EXTRACT TO READ »
A typical passenger vehicle emits about 4.6 metric tons of carbon dioxide per year.
This assumes the average gasoline vehicle on the road today has a fuel economy of about 22.0 miles per gallon and drives around 11,500 miles per year. Every gallon of gasoline burned creates about 8,887 grams of CO2. All-electric vehicles, plug-in hybrid electric vehicles (PHEVs), and hybrid electric vehicles (HEVs) typically produce lower tailpipe emissions than conventional vehicles do.
As the number of electric cars on the road has continued to increase, private and publicly accessible charging infrastructure has also continued to grow. Electric vehicle supply equipment (EVSE) is the basic unit of EV charging infrastructure. The EVSE accesses power from the local electricity supply and utilizes a control system and wired connection to safely charge EVs. An EVSE control system enables various functions such as user authentication, authorization for charging, information recording and exchange for network management, and data privacy and security
Electric vehicle charging stations are defined as a site where one or more EVSEs are installed. These sites can be residential, non-residential, or commercial. Electrical energy is supplied through special connectors that conform to the variety of electric charging connector standards for the recharging of plug-in electric vehicles—including electric cars, electric buses, and special-purpose electric vehicles.
Electric vehicles (EV) can be charged in a variety of ways, depending on location and requirement. Accordingly, charging infrastructure for EVs is of different types and designed for different applications. Specifications and standards for EV chargers, also known as electric vehicle supply equipment (EVSE), vary from one country to another, based on available EV models in the market and the characteristics of the electricity grid.
EV charging requirements depend on the specifications of EV batteries, as power must be supplied to the battery at the right voltage and current levels to permit charging. Typical capacity and voltage of EV batteries vary among the different EV segments.
EV charging involves supply of direct current (DC) to the battery pack. As electricity distribution systems supply alternate current (AC) power, a converter is required to provide DC power to the battery. Conductive charging can be AC or DC. In the case of an AC EVSE, the AC power is delivered to the onboard charger of the EV, which converts it to DC. A DC EVSE converts the power externally and supplies DC power directly to the battery, bypassing the onboard charger.
An alternative battery recharging method that is receiving global attention is battery swapping, in which a depleted EV battery is removed from the vehicle and replaced with a fully charged one. The technology is being tried out for various EV segments, including e-2Ws, e-3Ws, e-cars and even e-buses.
The battery-swapping station is a standalone device, in which batteries are placed and removed manually from the individual slots, usually by hand. Manual swapping stations are modular and occupy a minimal amount of space. These are used for 2W and 3W battery applications, as the battery pack sizes are smaller and the weight can be handled by one or two persons.
In Autonomous or robotic swapping A robotic arm is used in these types of swapping stations with the battery swapping process being semi/fully automated. Robotic swapping is used for 4W and e-bus applications as battery packs are larger and heavier, and require mechanical assistance. These swapping stations are also more expensive and have a higher land requirement.

WORK TO DO »
• 1. According to the passage on electric vehicle charging, which vehicle applications use robotic battery swapping?
• 2. Please carry the passage on electric vehicle charging forward from its final sentence.
The records are from a source unrelated to the passage on electric vehicle charging.

GIVEN RECORDS »
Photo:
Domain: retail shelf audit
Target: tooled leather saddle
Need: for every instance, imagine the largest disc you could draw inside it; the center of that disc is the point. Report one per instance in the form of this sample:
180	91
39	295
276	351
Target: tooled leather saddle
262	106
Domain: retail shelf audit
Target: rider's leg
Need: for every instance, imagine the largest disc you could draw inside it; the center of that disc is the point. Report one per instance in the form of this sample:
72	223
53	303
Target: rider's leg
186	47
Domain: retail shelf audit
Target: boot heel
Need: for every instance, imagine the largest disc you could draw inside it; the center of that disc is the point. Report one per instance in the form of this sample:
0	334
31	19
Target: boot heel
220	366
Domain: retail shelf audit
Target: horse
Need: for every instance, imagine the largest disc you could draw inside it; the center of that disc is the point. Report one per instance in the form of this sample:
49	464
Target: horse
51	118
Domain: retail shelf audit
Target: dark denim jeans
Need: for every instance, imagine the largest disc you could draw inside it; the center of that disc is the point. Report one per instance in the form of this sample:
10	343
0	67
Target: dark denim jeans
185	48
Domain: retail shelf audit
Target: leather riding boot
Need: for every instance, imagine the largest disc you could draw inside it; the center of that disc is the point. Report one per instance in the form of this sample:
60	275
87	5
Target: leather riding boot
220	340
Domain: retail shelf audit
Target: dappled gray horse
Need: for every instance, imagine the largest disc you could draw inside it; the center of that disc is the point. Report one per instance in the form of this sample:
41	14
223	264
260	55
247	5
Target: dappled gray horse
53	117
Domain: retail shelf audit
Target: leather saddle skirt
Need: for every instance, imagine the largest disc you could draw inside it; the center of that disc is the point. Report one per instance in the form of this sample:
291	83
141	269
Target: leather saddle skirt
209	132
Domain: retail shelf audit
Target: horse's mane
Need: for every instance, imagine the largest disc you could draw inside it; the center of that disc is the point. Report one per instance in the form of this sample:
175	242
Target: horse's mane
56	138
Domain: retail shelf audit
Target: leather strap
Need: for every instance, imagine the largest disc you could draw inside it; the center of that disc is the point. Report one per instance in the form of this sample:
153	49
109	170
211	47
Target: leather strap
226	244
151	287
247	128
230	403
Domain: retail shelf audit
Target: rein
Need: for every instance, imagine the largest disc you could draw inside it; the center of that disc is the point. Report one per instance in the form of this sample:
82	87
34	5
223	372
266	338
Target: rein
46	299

THE ANSWERS »
• 1. Robotic swapping is used for 4W and e-bus applications.

• 2.
Charging stations refer to high-power EVSE, typically Mode 3 or Mode 4 charging, often with multiple charging guns. Charging points refer to normal power EVSE that can be accessed by a portable charging cable. By providing EV charging points at locations where vehicles tend to park, EV users can charge their vehicles while they are parked, thereby saving time, and eliminating the distance one must travel to access
A dense network of normal-power EV charging points reduces the need for high power and ultra-high power charging points, which are more expensive and can be detrimental to EV battery health if over-used. Normal power charging points are not only less expensive, but they also require less electricity and less space, which further reduces capital costs. They can be connected to low-voltage single- and threephase distribution networks, which are widely available in buildings and public spaces.
Electric vehicle charging infrastructure market
The Global Electric Vehicle Charging Infrastructure Market Size accounted for USD 17.2 Billion in 2021 and is projected to achieve a market size of USD 182.9 Billion by 2030 rising at a CAGR of 30.2% from 2022 to 2030 By volume, the electric vehicle charging stations market is expected to reach 11,647.5 thousand units by 2028, at a CAGR of 31.1% from 2021.
Drivers and Restraints
The growth of the overall electric vehicle charging stations market is mainly attributed to factors such as government initiatives to drive the adoption of electric vehicles and associated infrastructure, rising demand for electric vehicle fast-charging infrastructure, increasing prevalence of range anxiety, and increasing deployment of EVs by shared mobility operators.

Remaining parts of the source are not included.